(Point-based annotation data)
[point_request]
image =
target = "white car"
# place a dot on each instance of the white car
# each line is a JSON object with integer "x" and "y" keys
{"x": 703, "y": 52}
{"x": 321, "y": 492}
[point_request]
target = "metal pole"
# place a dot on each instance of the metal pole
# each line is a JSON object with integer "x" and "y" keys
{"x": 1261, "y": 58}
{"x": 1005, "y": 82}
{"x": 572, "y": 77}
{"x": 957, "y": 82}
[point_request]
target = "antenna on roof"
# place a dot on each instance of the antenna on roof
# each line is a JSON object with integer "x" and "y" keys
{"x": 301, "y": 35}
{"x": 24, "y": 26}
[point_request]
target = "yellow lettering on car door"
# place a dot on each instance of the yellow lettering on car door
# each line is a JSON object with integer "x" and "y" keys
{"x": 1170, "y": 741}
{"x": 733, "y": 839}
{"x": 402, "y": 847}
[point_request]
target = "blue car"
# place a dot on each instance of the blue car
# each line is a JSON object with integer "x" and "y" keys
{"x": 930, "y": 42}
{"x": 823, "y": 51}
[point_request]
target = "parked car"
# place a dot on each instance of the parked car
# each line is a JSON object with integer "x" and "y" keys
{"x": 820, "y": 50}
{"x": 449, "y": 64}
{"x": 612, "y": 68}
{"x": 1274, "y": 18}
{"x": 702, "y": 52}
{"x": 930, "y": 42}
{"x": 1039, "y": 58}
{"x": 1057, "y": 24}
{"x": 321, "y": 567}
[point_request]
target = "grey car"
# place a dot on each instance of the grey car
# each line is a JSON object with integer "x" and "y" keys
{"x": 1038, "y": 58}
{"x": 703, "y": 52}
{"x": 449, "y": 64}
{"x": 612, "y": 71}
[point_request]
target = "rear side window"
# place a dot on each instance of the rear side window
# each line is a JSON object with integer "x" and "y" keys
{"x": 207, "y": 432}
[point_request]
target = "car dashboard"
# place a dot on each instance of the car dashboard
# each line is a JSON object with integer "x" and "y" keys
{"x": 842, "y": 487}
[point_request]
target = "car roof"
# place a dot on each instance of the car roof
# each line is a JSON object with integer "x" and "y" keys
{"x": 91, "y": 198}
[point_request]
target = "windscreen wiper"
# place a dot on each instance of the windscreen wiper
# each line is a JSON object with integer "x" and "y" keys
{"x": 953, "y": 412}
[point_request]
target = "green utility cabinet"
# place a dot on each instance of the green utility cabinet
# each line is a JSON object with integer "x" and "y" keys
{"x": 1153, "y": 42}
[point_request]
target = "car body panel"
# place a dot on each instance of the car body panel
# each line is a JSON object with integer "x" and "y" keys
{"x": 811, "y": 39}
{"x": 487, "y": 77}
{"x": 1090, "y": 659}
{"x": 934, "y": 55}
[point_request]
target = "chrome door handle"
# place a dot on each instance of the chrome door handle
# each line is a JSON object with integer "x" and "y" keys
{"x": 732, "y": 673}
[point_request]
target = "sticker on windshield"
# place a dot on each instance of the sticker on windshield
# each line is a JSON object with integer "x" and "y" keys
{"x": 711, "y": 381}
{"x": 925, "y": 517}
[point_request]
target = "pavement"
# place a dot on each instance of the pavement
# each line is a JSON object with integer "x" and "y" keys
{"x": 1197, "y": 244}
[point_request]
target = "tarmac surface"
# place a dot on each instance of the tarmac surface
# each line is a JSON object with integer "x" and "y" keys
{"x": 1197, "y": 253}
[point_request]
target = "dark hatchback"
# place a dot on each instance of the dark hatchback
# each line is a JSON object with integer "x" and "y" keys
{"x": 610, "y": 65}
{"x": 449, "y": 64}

• **WHAT THIS TASK INVOLVES**
Using the exact wording, write out all of the records.

• **RESULT OF THE EXERCISE**
[point_request]
image =
target = "white car"
# place a dot on each instance of the white car
# each line is a JSON object with integer "x" and "y" keys
{"x": 703, "y": 52}
{"x": 321, "y": 492}
[point_request]
target = "metal pole"
# place a dot on each instance of the metal pole
# each line is a JSON object with integer "x" and "y" keys
{"x": 1261, "y": 58}
{"x": 1005, "y": 82}
{"x": 572, "y": 77}
{"x": 957, "y": 82}
[point_request]
target = "antenna on roof"
# place a dot on each instance of the antenna on roof
# each line is a JSON object with integer "x" and "y" keys
{"x": 301, "y": 35}
{"x": 24, "y": 26}
[point_request]
target = "yellow lettering on car door"
# place a dot on each instance of the yellow lettering on car door
# each line is a JSON object with integer "x" and "y" keys
{"x": 1170, "y": 741}
{"x": 733, "y": 839}
{"x": 402, "y": 847}
[point_request]
target = "blue car"
# place a dot on each instance of the blue car
# each line is a JSON object with integer "x" and "y" keys
{"x": 930, "y": 42}
{"x": 823, "y": 51}
[point_request]
target = "parked car"
# place a dot on each instance of the parked car
# each line is a JSON object with integer "x" and "y" keys
{"x": 820, "y": 50}
{"x": 449, "y": 64}
{"x": 612, "y": 68}
{"x": 1274, "y": 18}
{"x": 702, "y": 52}
{"x": 930, "y": 42}
{"x": 1039, "y": 58}
{"x": 1057, "y": 24}
{"x": 321, "y": 567}
[point_request]
target = "grey car"
# place a dot on each instance of the grey car
# each line is a JSON object with integer "x" and "y" keys
{"x": 1038, "y": 58}
{"x": 703, "y": 52}
{"x": 449, "y": 64}
{"x": 612, "y": 71}
[point_request]
target = "rear side window"
# place a dot on each instance of the rear side window
# each line is a JSON object with integer "x" and "y" keys
{"x": 207, "y": 432}
[point_request]
target = "car dashboard"
# place a dot on each instance of the car dashboard
# each line is a JSON object with integer "x" and "y" keys
{"x": 842, "y": 487}
[point_request]
target = "car roof"
# place a dot on each instance of the car roof
# each line is a JSON object with integer "x" and "y" keys
{"x": 91, "y": 198}
[point_request]
target = "windscreen wiper"
# place a dot on each instance of the windscreen wiper
# each line is a JSON object with integer "x" and "y" keys
{"x": 953, "y": 412}
[point_request]
target = "green utility cabinet"
# place a dot on each instance of the green utility cabinet
# each line is a JSON object with integer "x" and "y" keys
{"x": 1153, "y": 42}
[point_request]
target = "car body panel"
# place a dot on each instance of the car body panel
# each line is a JSON object with integer "x" and "y" keys
{"x": 811, "y": 39}
{"x": 487, "y": 77}
{"x": 1090, "y": 659}
{"x": 934, "y": 55}
[point_request]
target = "chrome door handle"
# place a dot on each instance of the chrome door handle
# each line is a JSON object with integer "x" and "y" keys
{"x": 732, "y": 673}
[point_request]
target = "sticker on windshield"
# place a dot on each instance of the sticker on windshield
# each line is a JSON object with integer "x" and "y" keys
{"x": 711, "y": 381}
{"x": 925, "y": 517}
[point_request]
target = "pavement"
# place a dot on each instance of the pavement
# each line is a JSON object with integer "x" and "y" keys
{"x": 1197, "y": 244}
[point_request]
target = "tarmac surface"
# place a dot on each instance of the tarmac surface
# each line is a JSON object with integer "x" and "y" keys
{"x": 1197, "y": 253}
[point_request]
target = "dark hatchback"
# place a dot on each instance of the dark hatchback
# each line is a JSON object with integer "x" and "y" keys
{"x": 610, "y": 65}
{"x": 449, "y": 64}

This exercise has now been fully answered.